* **STUDY QUESTIONS**
1 > According to the excerpt on adaptive patterning, how often is a new design file for a full 300mm wafer designed and exposed?
2 > Summarize the excerpt on adaptive patterning in two sentences.
3 > Print the part of the excerpt on adaptive patterning starting at "Since the die" and ending at "of the pads.".

* **PAGE EXTRACT**

################

Like with most new approaches to old problems, there is some convincing that needs to happen. For engineers that have carefully designed and simulated the routing to include sensitive electromagnetic and other effects, you might expect outright shock and dismay that the traces could shift during manufacturing.

I asked Craig whether the analog and RF people would even entertain this idea.  For high speed digital signalling, Craig Bishop assures us that the substrate variation completely swamps any effect introduced by adaptive patterning.

In Bishop’s words, “Designers have to know going in.”

10X thinking

Of course, everything in the engineering world of tradeoffs comes at a cost. Deca adaptive patterning is straining data throughput to improve manufacturing throughput.

Since the die and each pad location have to be mapped, keeping things moving through production means getting images acquired and processed quickly.

It’s a big challenge. The full panel needs to be imaged and those images processed for identification of the target I/O pads. The system will then design the routing to correctly match the physical positions of the pads.

The adaptive patterning system holds a single design file for a full 300mm wafer. A new one is designed and exposed every 28 seconds.

It’s more data, but this scales quite easily to 600mm panels, at least compared to all the mechanical design and handling. Moving up to 600mm means processing 257 Gigapixels per second. The data handling system Deca created will handle up to 2.8 terabytes of data every minute.

Enabling the chiplet age

Cost drove the innovation to relax chip placement constraints, but adaptive patterning may now drive the transition to chiplets. After all, if there was a challenge to a panel of only one type of die, mixing and matching to create systems in a package is definitely a step beyond.

With wafer process technology facing what are turning out to be intractable issues with scaling, the new mantra is “More than Moore” or MTM. Integration and scaling must now take place beyond system-on-chip design, and we need to look outside the wafer fab.

This animation illustrates the movement of traces to accommodate the “chip shooter.”

The adaptive patterning gave a pathway to 600mm by moving significant costs out of the way. Now, it can also continue to drive the industry scaling trends by driving chiplets into wider production. Deca believes the true power of their second generation systems will do just that.

On that path, Deca has demonstrated panel-level packages integrating nine chiplets through a system of three levels of RDL.

It isn’t hard to realize what the scalability of the very large panel package processing of highly integrated chiplet designs will achieve in the context of what we have already seen.

Despite the design and manufacturing constraints, AMD charged ahead with chiplet designs using a conventional substrate approach. By most accounts, AMD seems to have been successful with their chiplet approach on two generations of chiplet microprocessors.

There are advantages to transitioning away from system-on-chip some to the chiplet format. And that would be under normal circumstances. The world hasn’t been normal for a while, and it is less so in the semiconductor business.

Advanced node availability is a problem for any customer outside the top two. Big fabless companies see a lot of risk even being the number two wafer consumer of a foundry.

As Craig Bishop sees it, companies are more or less being forced into chiplets. The supply chain crunch is accelerating the transition.

Going back to AMD for a minute, chiplets can be integrated onto advanced substrates, but Bishop noted that a supply chain issue currently exists for substrates as well.

Deca panel level processing and the flexibility offered by their novel adaptive patterning technique appears ready to accelerate the chiplet revolution. Deca’s choice of tools and materials for their process should keep things running smoothly. But in the age of Covid-19, one can never be too sure what supply chain will be infected next.

################

* **Stored data**
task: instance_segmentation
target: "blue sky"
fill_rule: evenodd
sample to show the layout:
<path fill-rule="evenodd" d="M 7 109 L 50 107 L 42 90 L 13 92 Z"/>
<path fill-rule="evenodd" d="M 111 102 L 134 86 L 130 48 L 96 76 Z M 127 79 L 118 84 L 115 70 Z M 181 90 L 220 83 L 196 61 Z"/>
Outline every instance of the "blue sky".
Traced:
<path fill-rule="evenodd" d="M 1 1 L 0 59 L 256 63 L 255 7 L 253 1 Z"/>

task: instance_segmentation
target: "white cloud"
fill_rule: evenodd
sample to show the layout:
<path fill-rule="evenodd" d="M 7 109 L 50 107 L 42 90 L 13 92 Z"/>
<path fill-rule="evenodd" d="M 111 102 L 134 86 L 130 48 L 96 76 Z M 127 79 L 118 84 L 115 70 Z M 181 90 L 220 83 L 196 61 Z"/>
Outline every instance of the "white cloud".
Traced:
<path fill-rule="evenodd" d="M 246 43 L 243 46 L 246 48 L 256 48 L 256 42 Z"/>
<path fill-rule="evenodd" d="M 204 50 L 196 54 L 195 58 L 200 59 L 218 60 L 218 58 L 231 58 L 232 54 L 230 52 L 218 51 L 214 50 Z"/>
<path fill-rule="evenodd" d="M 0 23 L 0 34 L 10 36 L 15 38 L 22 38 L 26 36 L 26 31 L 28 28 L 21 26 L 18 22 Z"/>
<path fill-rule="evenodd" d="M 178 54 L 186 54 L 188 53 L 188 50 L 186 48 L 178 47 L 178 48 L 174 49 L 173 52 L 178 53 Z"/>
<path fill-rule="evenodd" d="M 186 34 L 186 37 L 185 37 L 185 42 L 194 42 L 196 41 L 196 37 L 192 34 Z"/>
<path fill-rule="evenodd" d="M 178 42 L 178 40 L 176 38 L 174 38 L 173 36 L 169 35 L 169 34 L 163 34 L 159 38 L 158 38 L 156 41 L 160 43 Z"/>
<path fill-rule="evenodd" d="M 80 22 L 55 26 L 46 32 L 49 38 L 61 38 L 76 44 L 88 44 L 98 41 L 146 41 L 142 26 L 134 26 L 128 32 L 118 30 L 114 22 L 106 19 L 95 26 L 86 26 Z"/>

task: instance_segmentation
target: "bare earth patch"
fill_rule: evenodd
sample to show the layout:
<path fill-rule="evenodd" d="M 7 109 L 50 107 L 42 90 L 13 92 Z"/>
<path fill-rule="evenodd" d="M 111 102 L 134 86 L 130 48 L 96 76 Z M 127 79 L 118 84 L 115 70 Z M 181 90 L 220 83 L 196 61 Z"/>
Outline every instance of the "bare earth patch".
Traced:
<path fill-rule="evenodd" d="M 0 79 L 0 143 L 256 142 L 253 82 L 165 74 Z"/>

################

* **ANSWERS PER TASK**
1 > Every 28 seconds.

2 > Deca's adaptive patterning maps the die and pad locations and designs routing to match the pads' physical positions, which requires fast image processing: a new design for a full 300mm wafer is exposed every 28 seconds, and the data handling system can handle up to 2.8 terabytes per minute. The technique may now drive the transition to chiplets, a shift that Craig Bishop sees companies being more or less forced into as the supply chain crunch accelerates it.

3 >
Since the die and each pad location have to be mapped, keeping things moving through production means getting images acquired and processed quickly.

It’s a big challenge. The full panel needs to be imaged and those images processed for identification of the target I/O pads. The system will then design the routing to correctly match the physical positions of the pads.